(EXERCISE BRIEF):
In the records below, reproduce every line of the part that opens with the line containing "# Target: tree foliage" and closes with the line containing "(360, 1096)". Shift each coordinate in that part by adding 17 to both its x and y values.

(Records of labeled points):
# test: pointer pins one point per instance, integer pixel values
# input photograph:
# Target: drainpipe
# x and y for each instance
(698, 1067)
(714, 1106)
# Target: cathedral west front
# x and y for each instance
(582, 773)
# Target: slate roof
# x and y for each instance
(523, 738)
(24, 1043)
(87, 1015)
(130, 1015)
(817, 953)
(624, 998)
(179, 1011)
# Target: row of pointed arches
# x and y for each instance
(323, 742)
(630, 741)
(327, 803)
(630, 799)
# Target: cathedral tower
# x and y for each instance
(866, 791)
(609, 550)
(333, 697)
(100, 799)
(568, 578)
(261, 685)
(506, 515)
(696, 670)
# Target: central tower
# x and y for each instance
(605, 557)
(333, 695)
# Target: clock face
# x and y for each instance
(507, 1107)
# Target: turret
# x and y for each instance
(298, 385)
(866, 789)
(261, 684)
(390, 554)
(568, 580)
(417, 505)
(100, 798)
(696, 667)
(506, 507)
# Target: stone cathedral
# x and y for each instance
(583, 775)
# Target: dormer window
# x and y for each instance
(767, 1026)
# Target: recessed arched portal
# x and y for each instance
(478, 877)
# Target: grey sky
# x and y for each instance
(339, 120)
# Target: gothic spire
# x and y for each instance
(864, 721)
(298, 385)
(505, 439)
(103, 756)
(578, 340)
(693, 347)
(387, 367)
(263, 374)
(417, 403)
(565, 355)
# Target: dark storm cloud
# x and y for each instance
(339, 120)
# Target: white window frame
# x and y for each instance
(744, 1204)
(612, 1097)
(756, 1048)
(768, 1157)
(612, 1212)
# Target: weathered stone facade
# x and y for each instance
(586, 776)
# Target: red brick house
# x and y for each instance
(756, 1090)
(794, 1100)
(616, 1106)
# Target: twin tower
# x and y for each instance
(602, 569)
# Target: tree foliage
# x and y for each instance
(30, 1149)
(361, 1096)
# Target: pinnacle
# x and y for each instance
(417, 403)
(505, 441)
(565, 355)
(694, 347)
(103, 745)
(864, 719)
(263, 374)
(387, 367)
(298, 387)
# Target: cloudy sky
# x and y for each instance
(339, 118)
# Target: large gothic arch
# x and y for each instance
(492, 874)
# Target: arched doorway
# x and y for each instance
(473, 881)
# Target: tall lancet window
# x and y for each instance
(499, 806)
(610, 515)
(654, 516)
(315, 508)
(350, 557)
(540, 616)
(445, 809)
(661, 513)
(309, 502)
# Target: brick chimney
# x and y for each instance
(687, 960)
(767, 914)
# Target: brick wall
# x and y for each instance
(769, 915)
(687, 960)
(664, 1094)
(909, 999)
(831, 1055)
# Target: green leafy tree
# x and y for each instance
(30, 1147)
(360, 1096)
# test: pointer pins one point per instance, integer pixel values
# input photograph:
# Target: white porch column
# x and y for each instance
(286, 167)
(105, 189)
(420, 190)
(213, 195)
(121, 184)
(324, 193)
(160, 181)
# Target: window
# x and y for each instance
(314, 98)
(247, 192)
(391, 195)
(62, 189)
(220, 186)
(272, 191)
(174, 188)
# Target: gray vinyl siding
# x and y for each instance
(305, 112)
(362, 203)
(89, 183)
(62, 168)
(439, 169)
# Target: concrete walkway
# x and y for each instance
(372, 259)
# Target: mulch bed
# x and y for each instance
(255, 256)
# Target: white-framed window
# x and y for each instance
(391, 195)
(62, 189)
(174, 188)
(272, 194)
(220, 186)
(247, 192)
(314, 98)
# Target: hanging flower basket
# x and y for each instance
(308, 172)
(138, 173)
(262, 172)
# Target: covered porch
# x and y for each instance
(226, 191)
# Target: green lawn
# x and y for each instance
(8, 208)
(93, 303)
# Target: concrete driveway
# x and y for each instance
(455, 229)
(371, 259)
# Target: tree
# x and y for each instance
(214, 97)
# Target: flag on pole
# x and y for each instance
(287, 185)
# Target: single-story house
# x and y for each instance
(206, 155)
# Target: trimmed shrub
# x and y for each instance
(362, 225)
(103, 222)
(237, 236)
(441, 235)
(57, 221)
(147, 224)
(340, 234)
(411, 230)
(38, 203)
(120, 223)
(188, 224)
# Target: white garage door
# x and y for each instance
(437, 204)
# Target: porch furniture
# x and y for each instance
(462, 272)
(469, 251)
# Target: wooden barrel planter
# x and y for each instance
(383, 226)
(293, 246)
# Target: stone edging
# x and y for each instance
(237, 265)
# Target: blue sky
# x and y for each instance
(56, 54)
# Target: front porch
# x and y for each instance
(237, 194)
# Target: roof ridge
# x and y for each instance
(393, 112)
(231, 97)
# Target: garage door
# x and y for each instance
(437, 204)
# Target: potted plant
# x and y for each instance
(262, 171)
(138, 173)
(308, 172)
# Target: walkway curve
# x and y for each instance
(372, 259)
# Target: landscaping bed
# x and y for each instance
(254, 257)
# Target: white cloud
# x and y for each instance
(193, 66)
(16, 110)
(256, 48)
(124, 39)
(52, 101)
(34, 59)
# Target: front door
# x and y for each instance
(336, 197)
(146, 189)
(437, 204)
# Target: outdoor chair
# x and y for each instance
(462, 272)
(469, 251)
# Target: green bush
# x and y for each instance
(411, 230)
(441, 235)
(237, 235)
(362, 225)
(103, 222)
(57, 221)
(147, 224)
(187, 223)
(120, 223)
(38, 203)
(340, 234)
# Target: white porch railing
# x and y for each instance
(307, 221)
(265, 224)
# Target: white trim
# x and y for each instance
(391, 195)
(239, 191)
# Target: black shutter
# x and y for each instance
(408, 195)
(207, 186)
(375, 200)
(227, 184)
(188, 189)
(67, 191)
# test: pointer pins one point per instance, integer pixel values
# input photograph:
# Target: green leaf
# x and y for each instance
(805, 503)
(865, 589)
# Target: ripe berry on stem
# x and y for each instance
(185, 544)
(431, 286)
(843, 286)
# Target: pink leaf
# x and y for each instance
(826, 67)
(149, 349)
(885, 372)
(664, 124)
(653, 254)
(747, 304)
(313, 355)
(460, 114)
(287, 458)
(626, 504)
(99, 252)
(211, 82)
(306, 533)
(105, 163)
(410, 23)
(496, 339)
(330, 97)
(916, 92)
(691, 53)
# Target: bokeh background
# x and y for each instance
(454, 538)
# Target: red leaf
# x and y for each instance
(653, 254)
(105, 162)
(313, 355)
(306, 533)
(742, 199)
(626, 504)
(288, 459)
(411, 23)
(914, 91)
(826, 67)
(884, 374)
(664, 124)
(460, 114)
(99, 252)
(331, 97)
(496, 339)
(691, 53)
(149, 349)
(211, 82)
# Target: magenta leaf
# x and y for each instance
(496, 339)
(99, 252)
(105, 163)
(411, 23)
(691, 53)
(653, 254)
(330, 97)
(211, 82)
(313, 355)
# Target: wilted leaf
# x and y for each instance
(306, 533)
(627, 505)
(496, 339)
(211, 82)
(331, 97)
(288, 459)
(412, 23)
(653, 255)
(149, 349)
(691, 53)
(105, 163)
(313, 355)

(TASK OUTPUT):
# Target: tree foliage
# x and y for each instance
(47, 1166)
(378, 1113)
# Target: pinnacle
# x and y for each instance
(434, 420)
(522, 458)
(582, 372)
(711, 364)
(120, 762)
(881, 736)
(280, 391)
(404, 384)
(315, 404)
# Target: cloudy sky
# x and y for each instance
(356, 135)
# Target: large gothic arch
# x and y for each instance
(509, 891)
# Target: arched doorway
# x and y for each instance
(490, 898)
# Target: tall lancet window
# x and y for each instance
(516, 823)
(627, 532)
(671, 533)
(332, 525)
(367, 574)
(557, 633)
(462, 826)
(678, 530)
(326, 519)
# Target: brick chimney
# x and y for each instance
(704, 977)
(784, 931)
# Target: brick wall
# x and y for each instance
(786, 932)
(704, 977)
(681, 1111)
(926, 1016)
(848, 1072)
# Target: green leafy tree
# x and y for each instance
(47, 1164)
(377, 1113)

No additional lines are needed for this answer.